= To be done =
Convert the lines of the items below into a JSON list of strings, one string per line, leaving out any blank lines. Do not include the pictures in your answer.

•••

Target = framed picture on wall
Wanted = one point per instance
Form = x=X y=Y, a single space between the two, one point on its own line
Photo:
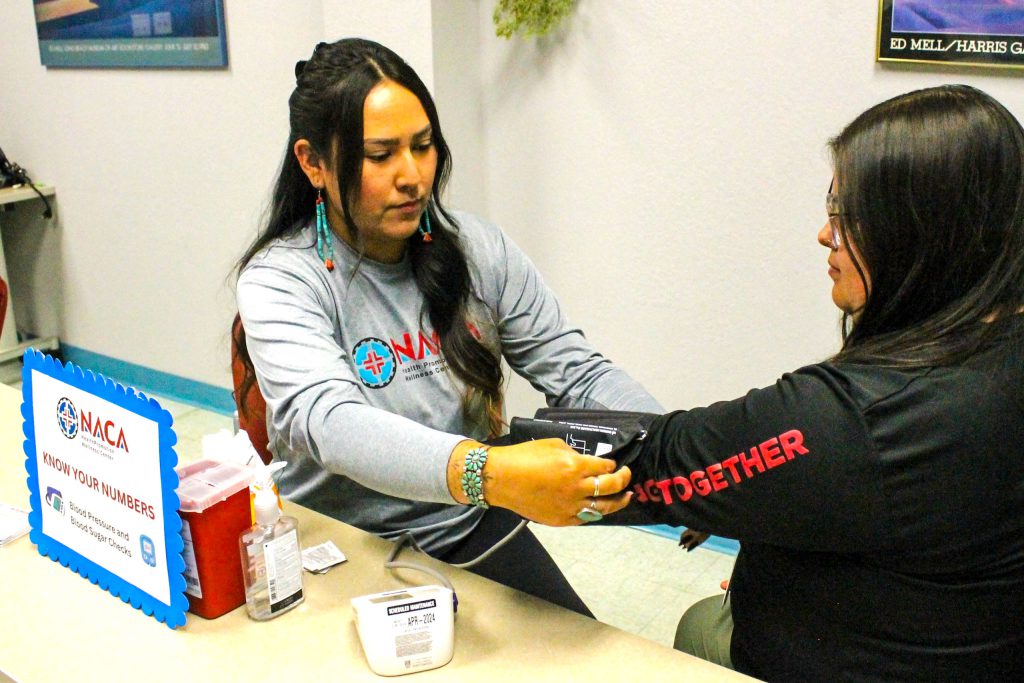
x=131 y=33
x=978 y=33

•••

= Result for this task =
[
  "Target = framed picture on wall",
  "Wanted = one point per instance",
  "Form = x=X y=Y, a single space between the two, one point on its own line",
  "Photo:",
  "x=131 y=33",
  "x=978 y=33"
]